§ **WHAT YOU NEED TO DO**: Rewrite the records below with "compact brackets" changed to "square brackets" wherever it appears, leaving everything else as it is. Omit the pictures from your answer.
--- BEGIN PROVIDED DATA ---
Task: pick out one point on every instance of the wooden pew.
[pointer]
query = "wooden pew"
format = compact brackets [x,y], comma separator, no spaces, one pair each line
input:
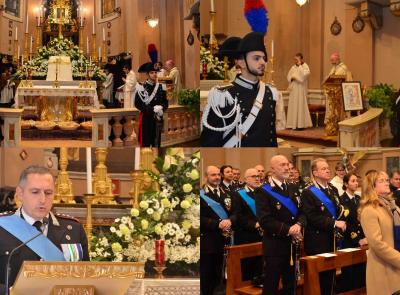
[234,284]
[313,265]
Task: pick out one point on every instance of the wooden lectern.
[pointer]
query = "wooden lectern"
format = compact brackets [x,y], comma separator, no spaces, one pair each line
[334,103]
[75,278]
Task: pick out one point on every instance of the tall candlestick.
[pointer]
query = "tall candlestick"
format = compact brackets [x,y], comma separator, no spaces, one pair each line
[93,25]
[272,48]
[89,170]
[27,23]
[30,46]
[137,159]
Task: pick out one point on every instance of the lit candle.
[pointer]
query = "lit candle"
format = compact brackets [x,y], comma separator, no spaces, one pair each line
[160,252]
[89,170]
[30,45]
[137,159]
[93,24]
[27,23]
[212,6]
[272,48]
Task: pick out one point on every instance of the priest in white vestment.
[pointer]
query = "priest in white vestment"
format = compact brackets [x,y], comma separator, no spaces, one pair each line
[298,116]
[129,87]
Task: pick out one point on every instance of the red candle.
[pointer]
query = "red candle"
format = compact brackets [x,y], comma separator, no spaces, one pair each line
[160,253]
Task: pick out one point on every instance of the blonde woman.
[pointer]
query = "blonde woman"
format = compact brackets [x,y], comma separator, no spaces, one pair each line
[380,217]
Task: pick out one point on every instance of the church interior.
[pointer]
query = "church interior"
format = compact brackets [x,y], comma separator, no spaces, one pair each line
[62,69]
[363,34]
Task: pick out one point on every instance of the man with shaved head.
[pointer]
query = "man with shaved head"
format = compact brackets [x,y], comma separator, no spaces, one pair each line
[282,223]
[261,171]
[215,230]
[244,222]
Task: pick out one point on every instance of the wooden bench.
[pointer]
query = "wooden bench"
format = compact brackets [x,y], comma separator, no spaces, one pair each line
[234,284]
[313,265]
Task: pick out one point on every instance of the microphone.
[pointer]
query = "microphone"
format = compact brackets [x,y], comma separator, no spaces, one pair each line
--- END PROVIDED DATA ---
§ **SOLVED EXERCISE**:
Task: pick out one point on every instance of the wooden pew.
[pointer]
query = "wooden pew"
format = square brackets [x,y], comma separator, no spaces, one pair each line
input:
[234,284]
[313,265]
Task: pick out one point on every instance of the wooden lectern.
[pointer]
query = "wooden lectern"
format = square brackets [x,y], comma separator, no spaces, one pair each line
[334,103]
[75,278]
Task: pick out one point on every instance of the tall candlestick.
[pointer]
query = "tall candlestick"
format = square brackets [x,y], comma separator, no spaces, one pair each line
[93,25]
[272,48]
[89,170]
[27,23]
[30,46]
[137,159]
Task: pick out one point on every instance of the lit candle.
[pointer]
query = "lit candle"
format = square brackets [x,y], comma separator, no spaces, one pair each line
[160,252]
[89,170]
[30,45]
[137,159]
[93,24]
[27,23]
[212,6]
[272,48]
Task: pick out one point on every instance of the priest in white vestment.
[pointer]
query = "priest in white vestment"
format = square brackets [x,y], comma separator, no spaces, one pair each line
[298,116]
[129,87]
Task: pick out one point on every instance of the red candle.
[pointer]
query = "red candle"
format = square brackets [x,y], comma separator, no spaces, one pair each line
[160,253]
Task: pick out one point on every instance of the blonde woman.
[pointer]
query = "blonde woman"
format = square brackets [x,y], comma separator, no spaces, one pair each line
[380,217]
Task: pick out one point on every instance of the church interior.
[pointer]
query = "church interior"
format = square brackets [x,y], comma separator, no spaces, one pair each line
[62,69]
[363,34]
Task: pick out one point on every instance of the man with shaved head.
[pointer]
query = "man with shaved head"
format = square brackets [x,y], comma separator, no spaces, one pair each line
[282,223]
[261,171]
[215,230]
[244,222]
Task: pick out one point on every instance of the wooden bench.
[pointer]
query = "wooden bench"
format = square brackets [x,y], comma separator, no spaces, one pair each line
[234,284]
[313,265]
Task: pick out one point on every instance of the microphone.
[pointer]
query = "microphone"
format = square brackets [x,y], comma separator, no spaces, one pair each line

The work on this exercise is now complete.